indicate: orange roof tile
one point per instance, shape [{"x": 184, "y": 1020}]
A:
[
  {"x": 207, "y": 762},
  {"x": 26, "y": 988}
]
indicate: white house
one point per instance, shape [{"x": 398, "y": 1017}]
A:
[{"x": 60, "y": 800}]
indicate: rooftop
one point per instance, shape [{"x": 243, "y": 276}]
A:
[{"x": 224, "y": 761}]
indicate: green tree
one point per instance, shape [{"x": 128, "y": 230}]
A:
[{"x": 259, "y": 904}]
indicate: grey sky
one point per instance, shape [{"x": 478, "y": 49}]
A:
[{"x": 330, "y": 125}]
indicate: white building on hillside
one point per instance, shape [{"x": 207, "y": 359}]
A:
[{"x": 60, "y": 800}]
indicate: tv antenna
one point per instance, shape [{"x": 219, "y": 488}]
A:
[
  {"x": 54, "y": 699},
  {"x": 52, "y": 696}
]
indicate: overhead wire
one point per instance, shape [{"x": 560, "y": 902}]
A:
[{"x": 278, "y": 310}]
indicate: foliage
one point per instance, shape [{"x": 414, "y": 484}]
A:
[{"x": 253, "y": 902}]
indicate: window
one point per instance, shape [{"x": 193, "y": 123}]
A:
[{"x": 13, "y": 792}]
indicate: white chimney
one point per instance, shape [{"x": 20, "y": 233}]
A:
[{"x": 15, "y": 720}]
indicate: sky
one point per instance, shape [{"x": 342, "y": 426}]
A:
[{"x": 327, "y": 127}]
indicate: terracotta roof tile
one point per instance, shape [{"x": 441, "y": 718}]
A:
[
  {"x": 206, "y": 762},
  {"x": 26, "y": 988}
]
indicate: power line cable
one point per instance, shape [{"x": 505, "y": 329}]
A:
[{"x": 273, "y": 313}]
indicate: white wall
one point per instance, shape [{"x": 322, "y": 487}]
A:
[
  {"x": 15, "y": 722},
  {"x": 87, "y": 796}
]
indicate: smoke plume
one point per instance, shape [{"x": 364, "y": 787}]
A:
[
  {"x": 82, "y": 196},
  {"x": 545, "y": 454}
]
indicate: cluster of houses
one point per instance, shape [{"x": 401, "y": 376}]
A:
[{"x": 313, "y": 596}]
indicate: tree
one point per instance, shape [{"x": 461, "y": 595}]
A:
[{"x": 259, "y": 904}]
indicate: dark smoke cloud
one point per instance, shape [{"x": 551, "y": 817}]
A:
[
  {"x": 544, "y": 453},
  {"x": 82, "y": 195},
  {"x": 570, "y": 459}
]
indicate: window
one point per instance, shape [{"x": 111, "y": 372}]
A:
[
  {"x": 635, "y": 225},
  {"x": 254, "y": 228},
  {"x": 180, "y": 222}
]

### Work instructions:
Could you reproduce every line of the data from the line holding "indicate: green tree" through the end of the data, inclusive, and shift only the x and y coordinates in the answers by -101?

### Exercise output:
indicate: green tree
one point per instance, shape [{"x": 128, "y": 230}]
A:
[{"x": 158, "y": 803}]
indicate: grey sky
one point per instance, shape [{"x": 478, "y": 49}]
A:
[{"x": 229, "y": 24}]
indicate: white building on hillside
one point per instance, shape [{"x": 207, "y": 359}]
A:
[{"x": -41, "y": 699}]
indicate: tv antenna
one point per instance, shape [{"x": 219, "y": 488}]
A:
[
  {"x": -47, "y": 598},
  {"x": -49, "y": 595}
]
indicate: overhead wire
one point per instance, shape [{"x": 560, "y": 902}]
A:
[{"x": 177, "y": 209}]
indicate: foliage
one point per instance, shape [{"x": 414, "y": 484}]
A:
[{"x": 152, "y": 801}]
indicate: window
one point per instance, shape [{"x": 193, "y": 123}]
A:
[{"x": -88, "y": 691}]
indicate: white chimney
one point per instance, shape [{"x": 20, "y": 233}]
A:
[{"x": -86, "y": 619}]
indicate: sky
one point per instance, shape [{"x": 342, "y": 426}]
A:
[{"x": 226, "y": 26}]
indicate: terracotta roof tile
one point per instance, shape [{"x": 441, "y": 718}]
A:
[
  {"x": 105, "y": 661},
  {"x": -75, "y": 887}
]
indicate: power line cable
one point per instance, shape [{"x": 505, "y": 329}]
A:
[{"x": 172, "y": 212}]
indicate: white wall
one point per instance, shape [{"x": 322, "y": 487}]
A:
[
  {"x": -86, "y": 621},
  {"x": -14, "y": 695}
]
indicate: smoke plume
one point per instance, shape [{"x": 364, "y": 787}]
A:
[
  {"x": -19, "y": 95},
  {"x": 444, "y": 353}
]
indicate: cluster of houses
one point per instance, shape [{"x": 401, "y": 376}]
A:
[{"x": 212, "y": 495}]
indicate: tree
one point per instance, shape [{"x": 461, "y": 595}]
A:
[{"x": 158, "y": 803}]
indicate: dark smoke cloud
one point per instance, shape [{"x": 551, "y": 817}]
A:
[
  {"x": 443, "y": 352},
  {"x": -19, "y": 94},
  {"x": 469, "y": 358}
]
indicate: window
one point per instance, shape [{"x": 111, "y": 372}]
A:
[
  {"x": 534, "y": 124},
  {"x": 153, "y": 127},
  {"x": 79, "y": 121}
]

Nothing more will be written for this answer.